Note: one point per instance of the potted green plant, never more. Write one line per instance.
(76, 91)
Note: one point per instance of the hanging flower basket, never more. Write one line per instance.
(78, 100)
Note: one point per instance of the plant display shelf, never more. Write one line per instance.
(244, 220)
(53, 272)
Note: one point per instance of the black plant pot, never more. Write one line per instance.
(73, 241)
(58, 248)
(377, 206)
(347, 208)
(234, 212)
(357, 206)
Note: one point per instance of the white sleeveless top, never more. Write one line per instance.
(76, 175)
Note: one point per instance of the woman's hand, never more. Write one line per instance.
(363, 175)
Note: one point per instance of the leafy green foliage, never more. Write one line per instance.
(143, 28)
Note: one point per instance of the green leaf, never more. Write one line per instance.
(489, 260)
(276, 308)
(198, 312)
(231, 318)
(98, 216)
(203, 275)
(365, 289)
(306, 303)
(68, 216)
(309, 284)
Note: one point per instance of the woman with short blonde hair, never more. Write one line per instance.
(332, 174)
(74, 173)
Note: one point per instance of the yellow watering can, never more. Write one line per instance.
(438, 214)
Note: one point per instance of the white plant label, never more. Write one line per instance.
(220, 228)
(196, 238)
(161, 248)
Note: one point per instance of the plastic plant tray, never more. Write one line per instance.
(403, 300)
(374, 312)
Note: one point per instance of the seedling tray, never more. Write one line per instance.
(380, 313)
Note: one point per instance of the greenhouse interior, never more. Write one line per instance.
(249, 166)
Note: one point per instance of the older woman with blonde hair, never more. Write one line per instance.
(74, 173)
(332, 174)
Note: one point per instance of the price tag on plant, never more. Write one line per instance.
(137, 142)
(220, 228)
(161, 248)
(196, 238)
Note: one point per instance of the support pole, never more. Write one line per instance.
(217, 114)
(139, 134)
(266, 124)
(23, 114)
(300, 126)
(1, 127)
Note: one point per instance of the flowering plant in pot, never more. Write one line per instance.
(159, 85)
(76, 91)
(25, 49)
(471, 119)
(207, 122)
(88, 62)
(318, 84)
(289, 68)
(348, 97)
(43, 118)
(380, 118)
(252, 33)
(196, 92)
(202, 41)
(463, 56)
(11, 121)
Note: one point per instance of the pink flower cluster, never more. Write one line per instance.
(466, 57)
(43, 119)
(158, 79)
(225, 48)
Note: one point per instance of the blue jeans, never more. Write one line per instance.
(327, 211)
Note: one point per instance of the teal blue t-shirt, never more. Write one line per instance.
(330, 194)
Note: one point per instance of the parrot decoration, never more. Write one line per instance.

* _Activity_
Find "Note: one point per instance of the white plant" in the material above; set down exactly the line holding it and every line after it, through the last, and no others.

* _Answer section_
Note: one point per instance of the white plant label, never more. Write one line per instance.
(220, 228)
(196, 238)
(161, 248)
Note: one point per instance of the plastic plant tray, never more. Write one line per instance.
(403, 300)
(374, 312)
Note: one point per instance of the seedling tray, never more. Write one line per instance.
(380, 313)
Note: one point per instance of the greenhouse interior, never more. Write one line per instance.
(249, 166)
Note: one point per instance of the older woman with blonde hair, never more. Write one line per instance.
(74, 173)
(332, 174)
Note: one point per instance of the price tag on plant, never more. Write one line per instance.
(137, 142)
(220, 228)
(161, 248)
(196, 238)
Note: one point per instance of the support pole, never more. Write one line per instance.
(217, 114)
(139, 134)
(266, 124)
(23, 114)
(300, 126)
(1, 127)
Note: one point per instance of the flowering plant in pot, never more. Write one line per instance.
(159, 85)
(76, 91)
(25, 49)
(471, 119)
(207, 122)
(88, 62)
(318, 84)
(289, 68)
(348, 97)
(43, 118)
(380, 118)
(252, 33)
(196, 92)
(202, 41)
(463, 56)
(11, 121)
Note: one point per instance of the pink flower cluster, never more. Write one line per instance.
(466, 57)
(43, 119)
(158, 79)
(225, 48)
Note: one point per instance of the blue jeans, never more. Write one line per instance.
(327, 211)
Note: one point per instance of the teal blue t-shirt, never more. Write one line per instance.
(330, 194)
Note: one point per instance of the parrot decoration, never more. Write one line per instance.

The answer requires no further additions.